(Records for processing)

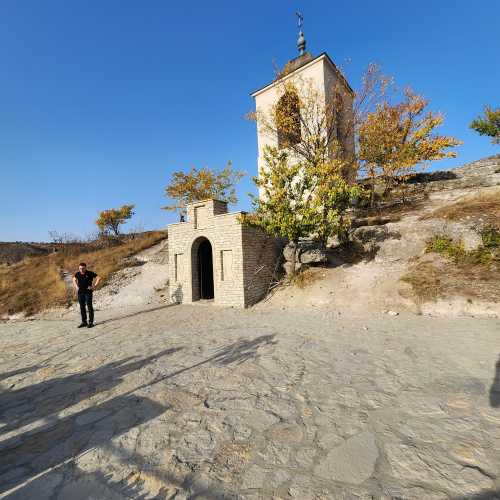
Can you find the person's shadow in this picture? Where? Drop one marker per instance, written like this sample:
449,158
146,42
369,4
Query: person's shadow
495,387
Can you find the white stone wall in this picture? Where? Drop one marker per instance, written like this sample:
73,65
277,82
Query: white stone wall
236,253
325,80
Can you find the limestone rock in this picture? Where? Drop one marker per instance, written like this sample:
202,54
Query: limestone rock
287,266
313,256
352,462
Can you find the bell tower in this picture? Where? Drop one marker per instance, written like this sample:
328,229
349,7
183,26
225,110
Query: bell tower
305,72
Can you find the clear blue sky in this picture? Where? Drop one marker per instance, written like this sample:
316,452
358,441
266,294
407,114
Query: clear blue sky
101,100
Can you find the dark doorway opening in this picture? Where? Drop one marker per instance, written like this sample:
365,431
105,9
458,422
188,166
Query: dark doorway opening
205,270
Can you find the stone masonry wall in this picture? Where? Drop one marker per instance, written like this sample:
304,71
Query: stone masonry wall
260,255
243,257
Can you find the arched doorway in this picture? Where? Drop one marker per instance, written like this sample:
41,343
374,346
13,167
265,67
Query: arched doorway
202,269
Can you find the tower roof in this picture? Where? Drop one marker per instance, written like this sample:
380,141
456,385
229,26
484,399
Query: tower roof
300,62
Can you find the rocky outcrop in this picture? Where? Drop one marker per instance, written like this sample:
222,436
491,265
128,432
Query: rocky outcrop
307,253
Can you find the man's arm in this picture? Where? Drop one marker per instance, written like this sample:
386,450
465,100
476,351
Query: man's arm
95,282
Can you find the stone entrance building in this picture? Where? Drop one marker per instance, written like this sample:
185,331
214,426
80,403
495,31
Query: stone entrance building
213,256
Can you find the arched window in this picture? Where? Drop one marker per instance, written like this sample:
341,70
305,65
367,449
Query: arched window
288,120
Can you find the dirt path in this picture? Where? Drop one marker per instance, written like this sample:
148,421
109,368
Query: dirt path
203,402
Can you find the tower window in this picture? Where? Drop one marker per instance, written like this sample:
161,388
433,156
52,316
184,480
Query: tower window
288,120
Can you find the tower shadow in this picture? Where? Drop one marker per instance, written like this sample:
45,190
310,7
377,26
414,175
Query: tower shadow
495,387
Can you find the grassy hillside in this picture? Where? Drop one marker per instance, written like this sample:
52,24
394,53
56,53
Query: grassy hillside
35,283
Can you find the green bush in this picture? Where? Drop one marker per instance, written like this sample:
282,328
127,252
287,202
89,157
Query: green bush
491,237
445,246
---
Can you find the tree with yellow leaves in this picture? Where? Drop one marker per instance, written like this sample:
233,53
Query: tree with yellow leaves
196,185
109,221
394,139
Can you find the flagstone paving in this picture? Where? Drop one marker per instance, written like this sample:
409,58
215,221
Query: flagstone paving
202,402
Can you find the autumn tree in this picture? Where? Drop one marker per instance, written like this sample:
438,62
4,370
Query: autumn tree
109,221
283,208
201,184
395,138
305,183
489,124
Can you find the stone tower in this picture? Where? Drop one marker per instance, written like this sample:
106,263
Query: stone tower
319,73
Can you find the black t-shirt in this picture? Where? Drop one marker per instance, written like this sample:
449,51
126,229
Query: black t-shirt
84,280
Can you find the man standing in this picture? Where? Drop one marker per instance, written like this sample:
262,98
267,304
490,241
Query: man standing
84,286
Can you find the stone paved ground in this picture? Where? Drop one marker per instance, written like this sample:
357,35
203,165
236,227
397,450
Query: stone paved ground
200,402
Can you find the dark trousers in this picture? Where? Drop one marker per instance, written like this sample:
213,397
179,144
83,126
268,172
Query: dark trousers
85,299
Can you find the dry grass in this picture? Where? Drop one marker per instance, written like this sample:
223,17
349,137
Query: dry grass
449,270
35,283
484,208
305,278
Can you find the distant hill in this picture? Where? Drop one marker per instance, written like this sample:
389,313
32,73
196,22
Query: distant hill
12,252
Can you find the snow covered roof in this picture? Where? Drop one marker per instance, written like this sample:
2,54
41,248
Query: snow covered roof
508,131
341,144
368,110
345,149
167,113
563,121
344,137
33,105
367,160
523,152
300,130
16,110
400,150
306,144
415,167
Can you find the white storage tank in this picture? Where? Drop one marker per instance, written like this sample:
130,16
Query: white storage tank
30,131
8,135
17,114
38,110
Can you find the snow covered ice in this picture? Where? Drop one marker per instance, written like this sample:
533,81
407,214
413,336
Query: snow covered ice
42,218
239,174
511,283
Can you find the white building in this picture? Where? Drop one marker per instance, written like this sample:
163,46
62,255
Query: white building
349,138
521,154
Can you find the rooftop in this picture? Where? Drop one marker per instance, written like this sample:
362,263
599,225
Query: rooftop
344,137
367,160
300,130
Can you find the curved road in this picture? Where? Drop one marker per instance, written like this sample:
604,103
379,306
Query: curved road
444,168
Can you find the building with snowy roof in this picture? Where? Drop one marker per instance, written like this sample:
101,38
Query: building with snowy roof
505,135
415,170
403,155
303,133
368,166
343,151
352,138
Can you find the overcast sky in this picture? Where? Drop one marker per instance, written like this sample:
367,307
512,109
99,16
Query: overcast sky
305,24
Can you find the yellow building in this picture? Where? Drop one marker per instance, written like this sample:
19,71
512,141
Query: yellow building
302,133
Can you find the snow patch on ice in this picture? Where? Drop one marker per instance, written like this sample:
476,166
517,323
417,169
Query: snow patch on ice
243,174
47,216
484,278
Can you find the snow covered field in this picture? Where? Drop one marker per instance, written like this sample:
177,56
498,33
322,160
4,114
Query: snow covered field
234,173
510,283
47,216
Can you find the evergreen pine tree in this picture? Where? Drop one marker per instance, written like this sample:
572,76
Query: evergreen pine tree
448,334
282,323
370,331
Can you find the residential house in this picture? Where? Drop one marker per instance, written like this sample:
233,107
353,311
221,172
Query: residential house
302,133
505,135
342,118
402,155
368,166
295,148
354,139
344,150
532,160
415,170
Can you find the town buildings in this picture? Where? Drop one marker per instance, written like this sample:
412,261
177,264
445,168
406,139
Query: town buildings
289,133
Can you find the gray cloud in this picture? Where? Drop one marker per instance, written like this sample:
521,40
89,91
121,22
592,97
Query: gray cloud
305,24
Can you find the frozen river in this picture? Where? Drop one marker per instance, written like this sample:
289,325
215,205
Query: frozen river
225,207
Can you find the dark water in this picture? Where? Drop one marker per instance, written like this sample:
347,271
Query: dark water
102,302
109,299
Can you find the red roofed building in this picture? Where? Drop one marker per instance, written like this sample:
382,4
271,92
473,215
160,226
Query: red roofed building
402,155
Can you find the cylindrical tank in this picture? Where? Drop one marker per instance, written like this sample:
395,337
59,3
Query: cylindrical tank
* * *
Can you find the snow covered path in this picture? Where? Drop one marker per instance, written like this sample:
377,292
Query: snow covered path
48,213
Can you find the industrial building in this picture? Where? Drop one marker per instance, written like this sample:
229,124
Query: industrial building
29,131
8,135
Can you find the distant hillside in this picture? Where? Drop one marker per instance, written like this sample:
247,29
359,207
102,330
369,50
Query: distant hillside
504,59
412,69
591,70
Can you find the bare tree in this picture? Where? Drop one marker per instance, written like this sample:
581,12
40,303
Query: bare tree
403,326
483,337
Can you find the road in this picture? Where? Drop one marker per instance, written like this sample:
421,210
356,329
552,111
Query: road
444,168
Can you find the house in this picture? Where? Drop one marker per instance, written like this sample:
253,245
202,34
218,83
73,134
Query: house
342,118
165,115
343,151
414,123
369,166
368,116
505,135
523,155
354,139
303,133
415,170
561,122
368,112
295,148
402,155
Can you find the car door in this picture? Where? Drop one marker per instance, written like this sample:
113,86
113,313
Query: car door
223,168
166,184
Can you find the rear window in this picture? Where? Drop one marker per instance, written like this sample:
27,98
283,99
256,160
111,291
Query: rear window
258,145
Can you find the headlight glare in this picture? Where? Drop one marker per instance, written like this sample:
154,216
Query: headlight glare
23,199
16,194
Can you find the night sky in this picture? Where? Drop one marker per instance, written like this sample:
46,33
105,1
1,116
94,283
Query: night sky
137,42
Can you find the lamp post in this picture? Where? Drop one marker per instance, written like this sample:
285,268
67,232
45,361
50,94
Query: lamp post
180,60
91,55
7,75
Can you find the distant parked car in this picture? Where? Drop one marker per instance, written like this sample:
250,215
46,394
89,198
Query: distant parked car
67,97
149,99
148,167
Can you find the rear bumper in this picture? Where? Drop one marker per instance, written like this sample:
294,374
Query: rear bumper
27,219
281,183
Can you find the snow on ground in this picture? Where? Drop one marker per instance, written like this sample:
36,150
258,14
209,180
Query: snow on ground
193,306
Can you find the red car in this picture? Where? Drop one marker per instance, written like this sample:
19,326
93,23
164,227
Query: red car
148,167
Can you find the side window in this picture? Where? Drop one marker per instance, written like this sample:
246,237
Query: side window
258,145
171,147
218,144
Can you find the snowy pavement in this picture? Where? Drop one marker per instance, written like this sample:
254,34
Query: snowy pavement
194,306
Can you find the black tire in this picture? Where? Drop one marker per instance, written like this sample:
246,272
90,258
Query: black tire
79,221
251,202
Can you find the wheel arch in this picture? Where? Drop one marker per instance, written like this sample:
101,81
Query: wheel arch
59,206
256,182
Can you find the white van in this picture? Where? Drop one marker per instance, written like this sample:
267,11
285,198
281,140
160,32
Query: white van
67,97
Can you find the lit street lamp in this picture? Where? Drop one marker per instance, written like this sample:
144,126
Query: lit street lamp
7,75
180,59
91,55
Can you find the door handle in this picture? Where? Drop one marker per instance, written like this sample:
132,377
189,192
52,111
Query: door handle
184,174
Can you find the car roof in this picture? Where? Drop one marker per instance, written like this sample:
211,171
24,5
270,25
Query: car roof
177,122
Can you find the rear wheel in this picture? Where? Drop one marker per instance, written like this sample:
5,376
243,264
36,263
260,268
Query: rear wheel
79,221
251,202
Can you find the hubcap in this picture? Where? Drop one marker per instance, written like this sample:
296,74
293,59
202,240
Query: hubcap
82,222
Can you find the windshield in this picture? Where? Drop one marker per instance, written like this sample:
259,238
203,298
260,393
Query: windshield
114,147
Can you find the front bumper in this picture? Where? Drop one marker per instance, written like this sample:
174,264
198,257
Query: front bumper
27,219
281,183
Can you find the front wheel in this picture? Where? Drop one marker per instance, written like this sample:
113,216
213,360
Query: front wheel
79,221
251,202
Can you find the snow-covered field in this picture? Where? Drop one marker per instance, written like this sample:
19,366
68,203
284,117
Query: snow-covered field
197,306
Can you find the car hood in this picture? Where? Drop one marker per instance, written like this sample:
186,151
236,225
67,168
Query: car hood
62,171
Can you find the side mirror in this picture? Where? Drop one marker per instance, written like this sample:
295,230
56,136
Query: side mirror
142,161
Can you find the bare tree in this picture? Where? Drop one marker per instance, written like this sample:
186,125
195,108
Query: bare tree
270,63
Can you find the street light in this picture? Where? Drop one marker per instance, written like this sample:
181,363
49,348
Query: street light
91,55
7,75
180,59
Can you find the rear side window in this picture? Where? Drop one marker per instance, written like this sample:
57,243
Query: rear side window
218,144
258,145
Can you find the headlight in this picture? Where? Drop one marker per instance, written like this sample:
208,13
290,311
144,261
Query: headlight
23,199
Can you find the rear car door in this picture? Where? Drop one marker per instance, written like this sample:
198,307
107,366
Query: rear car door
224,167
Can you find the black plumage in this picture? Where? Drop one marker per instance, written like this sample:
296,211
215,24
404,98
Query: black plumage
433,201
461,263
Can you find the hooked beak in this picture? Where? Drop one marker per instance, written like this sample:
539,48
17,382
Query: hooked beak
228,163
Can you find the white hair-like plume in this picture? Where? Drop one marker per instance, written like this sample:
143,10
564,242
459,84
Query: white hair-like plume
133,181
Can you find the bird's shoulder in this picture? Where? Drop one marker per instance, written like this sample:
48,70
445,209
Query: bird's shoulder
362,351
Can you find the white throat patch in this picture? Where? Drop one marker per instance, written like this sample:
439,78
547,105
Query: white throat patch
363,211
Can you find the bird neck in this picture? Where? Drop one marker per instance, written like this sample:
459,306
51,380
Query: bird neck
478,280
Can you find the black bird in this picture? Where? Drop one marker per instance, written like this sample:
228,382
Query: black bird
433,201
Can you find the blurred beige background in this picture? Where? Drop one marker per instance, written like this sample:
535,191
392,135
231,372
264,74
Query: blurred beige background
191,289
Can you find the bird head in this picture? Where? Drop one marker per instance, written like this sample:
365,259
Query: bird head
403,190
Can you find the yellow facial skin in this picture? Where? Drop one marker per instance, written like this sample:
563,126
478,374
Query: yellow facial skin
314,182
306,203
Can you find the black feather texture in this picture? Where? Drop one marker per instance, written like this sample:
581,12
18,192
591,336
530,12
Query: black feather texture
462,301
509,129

(What the task requires) In the entries above, please find the line with "Query: frozen river" and the line with "Query: cylindrical tank", then write out exactly those two lines and every line between them, and nothing more.

(Solution for this problem)
Query: frozen river
225,207
Can you find the dark water in this picture? Where? Drop one marker per instance, written like this sample:
347,271
Query: dark water
102,302
109,299
Can you find the red roofed building in this picture? Where? Drop one marker per instance, written like this sample:
382,4
271,92
473,215
160,226
Query: red roofed building
402,155
Can you find the cylindrical tank in this picture? Where? Drop one marker per instance, written like this sample:
395,337
59,3
Query: cylindrical tank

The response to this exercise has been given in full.